● EXERCISE PROMPT:
Take the records underneath and set them down exactly.

● DATA FOR THIS TASK:
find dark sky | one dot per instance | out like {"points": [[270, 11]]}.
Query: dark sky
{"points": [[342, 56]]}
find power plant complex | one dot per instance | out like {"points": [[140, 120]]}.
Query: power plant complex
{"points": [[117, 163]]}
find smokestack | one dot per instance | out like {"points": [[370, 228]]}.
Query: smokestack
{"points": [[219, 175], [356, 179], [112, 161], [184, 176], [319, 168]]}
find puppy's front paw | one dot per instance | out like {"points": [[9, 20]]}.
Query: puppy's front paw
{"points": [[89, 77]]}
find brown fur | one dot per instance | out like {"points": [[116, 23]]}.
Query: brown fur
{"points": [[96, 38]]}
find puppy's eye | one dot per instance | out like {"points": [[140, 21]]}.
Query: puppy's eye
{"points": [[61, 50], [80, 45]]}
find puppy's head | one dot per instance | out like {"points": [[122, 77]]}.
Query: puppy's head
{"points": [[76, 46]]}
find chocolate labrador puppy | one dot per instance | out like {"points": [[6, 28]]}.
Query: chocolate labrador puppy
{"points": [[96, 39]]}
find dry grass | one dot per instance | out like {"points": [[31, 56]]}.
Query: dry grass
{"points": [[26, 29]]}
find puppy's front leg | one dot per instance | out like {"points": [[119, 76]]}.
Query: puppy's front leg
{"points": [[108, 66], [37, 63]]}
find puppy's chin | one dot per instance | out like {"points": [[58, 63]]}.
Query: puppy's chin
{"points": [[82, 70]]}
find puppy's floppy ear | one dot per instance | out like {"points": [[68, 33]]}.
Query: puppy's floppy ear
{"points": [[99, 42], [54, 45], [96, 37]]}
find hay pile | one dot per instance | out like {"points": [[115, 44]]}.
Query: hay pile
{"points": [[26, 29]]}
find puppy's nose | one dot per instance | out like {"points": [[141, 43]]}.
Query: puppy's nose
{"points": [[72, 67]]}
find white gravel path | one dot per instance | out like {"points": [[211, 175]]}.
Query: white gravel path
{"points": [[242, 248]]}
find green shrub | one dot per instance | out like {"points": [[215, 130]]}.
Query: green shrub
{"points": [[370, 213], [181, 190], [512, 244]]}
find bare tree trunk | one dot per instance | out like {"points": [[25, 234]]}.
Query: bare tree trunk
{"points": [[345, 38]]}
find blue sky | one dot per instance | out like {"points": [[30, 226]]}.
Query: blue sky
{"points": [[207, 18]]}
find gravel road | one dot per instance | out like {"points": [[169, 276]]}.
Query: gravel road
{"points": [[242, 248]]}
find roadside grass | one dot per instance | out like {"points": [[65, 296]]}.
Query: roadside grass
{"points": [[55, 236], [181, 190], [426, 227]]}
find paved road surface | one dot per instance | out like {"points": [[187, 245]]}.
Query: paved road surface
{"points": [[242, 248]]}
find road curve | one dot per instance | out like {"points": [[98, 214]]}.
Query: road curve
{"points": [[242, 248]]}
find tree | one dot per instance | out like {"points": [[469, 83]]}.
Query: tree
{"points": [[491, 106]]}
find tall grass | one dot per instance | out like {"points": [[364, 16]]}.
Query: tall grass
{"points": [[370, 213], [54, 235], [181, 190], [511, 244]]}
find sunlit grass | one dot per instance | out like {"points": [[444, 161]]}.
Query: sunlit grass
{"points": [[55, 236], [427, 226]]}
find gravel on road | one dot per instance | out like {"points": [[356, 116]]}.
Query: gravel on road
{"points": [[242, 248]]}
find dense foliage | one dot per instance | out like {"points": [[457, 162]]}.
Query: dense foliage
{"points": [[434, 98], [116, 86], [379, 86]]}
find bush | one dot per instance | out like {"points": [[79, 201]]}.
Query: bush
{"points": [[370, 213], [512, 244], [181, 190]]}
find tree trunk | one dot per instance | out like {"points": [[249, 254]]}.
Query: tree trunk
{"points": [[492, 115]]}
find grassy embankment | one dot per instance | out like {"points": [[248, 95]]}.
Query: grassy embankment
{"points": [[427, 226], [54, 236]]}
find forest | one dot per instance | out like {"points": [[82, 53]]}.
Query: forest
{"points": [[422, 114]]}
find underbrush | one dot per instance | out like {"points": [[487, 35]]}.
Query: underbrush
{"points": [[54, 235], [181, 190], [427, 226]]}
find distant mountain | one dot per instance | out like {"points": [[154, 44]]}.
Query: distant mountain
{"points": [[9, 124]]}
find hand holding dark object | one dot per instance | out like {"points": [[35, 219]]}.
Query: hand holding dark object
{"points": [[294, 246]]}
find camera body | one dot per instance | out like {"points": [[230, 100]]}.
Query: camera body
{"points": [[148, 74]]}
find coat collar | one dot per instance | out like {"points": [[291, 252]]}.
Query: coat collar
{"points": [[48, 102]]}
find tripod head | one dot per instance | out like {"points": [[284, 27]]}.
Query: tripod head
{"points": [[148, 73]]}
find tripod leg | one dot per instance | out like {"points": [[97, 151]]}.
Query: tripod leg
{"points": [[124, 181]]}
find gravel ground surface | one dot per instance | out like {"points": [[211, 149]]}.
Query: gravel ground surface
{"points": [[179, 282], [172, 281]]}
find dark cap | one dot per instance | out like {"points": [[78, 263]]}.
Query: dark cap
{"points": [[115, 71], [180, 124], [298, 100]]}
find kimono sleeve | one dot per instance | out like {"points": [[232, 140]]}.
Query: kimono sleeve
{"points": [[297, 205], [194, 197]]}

● EXERCISE RESPONSE:
find dark sky | one dot per instance | out like {"points": [[270, 11]]}.
Query: dark sky
{"points": [[342, 56]]}
find power plant complex | one dot per instance | out like {"points": [[140, 120]]}.
Query: power plant complex
{"points": [[117, 163]]}
find smokestack | one dot per instance | out like {"points": [[370, 228]]}.
Query: smokestack
{"points": [[219, 175], [356, 179], [112, 161], [184, 176], [319, 168]]}
find puppy's front paw | one dot per instance | out like {"points": [[9, 20]]}.
Query: puppy's front paw
{"points": [[89, 77]]}
find brown fur | one dot per instance | out like {"points": [[116, 23]]}.
Query: brown fur
{"points": [[96, 38]]}
find puppy's eye | one dot per instance | out like {"points": [[140, 21]]}.
Query: puppy's eye
{"points": [[61, 50], [80, 45]]}
find puppy's head | one dot per instance | out like {"points": [[122, 77]]}.
Query: puppy's head
{"points": [[76, 46]]}
find chocolate labrador puppy | one dot per instance | out like {"points": [[6, 28]]}.
Query: chocolate labrador puppy
{"points": [[96, 39]]}
find dry grass | one dot per instance | out like {"points": [[31, 56]]}.
Query: dry grass
{"points": [[26, 29]]}
find puppy's front leg | one dot per instance | out like {"points": [[119, 76]]}.
Query: puppy's front leg
{"points": [[108, 66], [37, 63]]}
find puppy's chin | one dot per instance | out like {"points": [[58, 63]]}.
Query: puppy's chin
{"points": [[82, 70]]}
find puppy's floppy ear | one dot per instance | out like {"points": [[68, 33]]}.
Query: puppy's floppy ear
{"points": [[99, 42], [54, 45], [96, 37]]}
find hay pile | one dot per instance | out like {"points": [[115, 44]]}.
Query: hay pile
{"points": [[26, 29]]}
find puppy's nose | one dot per instance | out like {"points": [[141, 43]]}.
Query: puppy's nose
{"points": [[72, 67]]}
find white gravel path | one dot per instance | out like {"points": [[211, 175]]}.
Query: white gravel path
{"points": [[242, 248]]}
find green shrub | one dot per instance | out like {"points": [[215, 130]]}.
Query: green shrub
{"points": [[370, 213], [181, 190], [512, 244]]}
find bare tree trunk | one dot per instance | out like {"points": [[25, 234]]}.
Query: bare tree trunk
{"points": [[345, 38]]}
find blue sky | one dot per instance | out like {"points": [[30, 226]]}.
Query: blue sky
{"points": [[207, 18]]}
find gravel road | one dot per instance | out like {"points": [[169, 276]]}.
Query: gravel road
{"points": [[242, 248]]}
find roadside grass | one dot per instance | out like {"points": [[65, 296]]}.
Query: roadside grass
{"points": [[55, 236], [181, 190], [426, 227]]}
find paved road surface | one dot per instance | out like {"points": [[187, 245]]}.
Query: paved road surface
{"points": [[242, 248]]}
find road curve | one dot per instance | out like {"points": [[98, 214]]}.
Query: road curve
{"points": [[242, 248]]}
find tree | one dot per instance | out like {"points": [[469, 83]]}.
Query: tree
{"points": [[491, 106]]}
find tall grass | one dot per instance | out like {"points": [[364, 16]]}.
Query: tall grass
{"points": [[370, 213], [54, 235], [181, 190], [511, 244]]}
find sunlit grass | one dot per instance | out like {"points": [[444, 161]]}.
Query: sunlit grass
{"points": [[55, 236], [427, 226]]}
find gravel on road | one dot per instance | out like {"points": [[356, 116]]}.
Query: gravel on road
{"points": [[242, 248]]}
find dense foliage | one dot per instance | out like {"points": [[457, 162]]}.
Query: dense foliage
{"points": [[434, 98], [116, 86], [379, 86]]}
find bush | one dot per instance | out like {"points": [[79, 201]]}.
Query: bush
{"points": [[370, 213], [512, 244], [181, 190]]}
find tree trunk | one dot per instance | out like {"points": [[249, 254]]}.
Query: tree trunk
{"points": [[492, 115]]}
find grassy embankment | one dot per instance | out like {"points": [[248, 95]]}.
Query: grassy embankment
{"points": [[427, 226], [54, 236]]}
find forest | one dot per instance | out like {"points": [[82, 53]]}.
Query: forest
{"points": [[422, 114]]}
find underbrush | one dot per instance | out like {"points": [[487, 35]]}.
Query: underbrush
{"points": [[54, 235], [181, 190], [427, 226]]}
find distant mountain | one dot per instance | out like {"points": [[154, 44]]}.
Query: distant mountain
{"points": [[9, 124]]}
find hand holding dark object | one dot per instance | out like {"points": [[35, 219]]}.
Query: hand holding dark object
{"points": [[294, 246]]}
find camera body | one dot per instance | out like {"points": [[230, 100]]}.
Query: camera body
{"points": [[148, 74]]}
find coat collar | one dot per instance | out like {"points": [[291, 252]]}.
Query: coat collar
{"points": [[48, 102]]}
find tripod head | one dot per instance | out like {"points": [[284, 27]]}.
Query: tripod head
{"points": [[148, 73]]}
find tripod leg | one dot per instance | out like {"points": [[97, 151]]}.
Query: tripod leg
{"points": [[124, 181]]}
find gravel ground surface | one dot per instance | out like {"points": [[211, 149]]}.
Query: gravel ground surface
{"points": [[179, 282], [172, 281]]}
find dark cap | one dot per instance | out like {"points": [[78, 263]]}.
Query: dark cap
{"points": [[115, 71], [180, 124], [298, 100]]}
find kimono sleeve | one dot per instance | out like {"points": [[232, 140]]}.
Query: kimono sleeve
{"points": [[297, 205], [194, 197]]}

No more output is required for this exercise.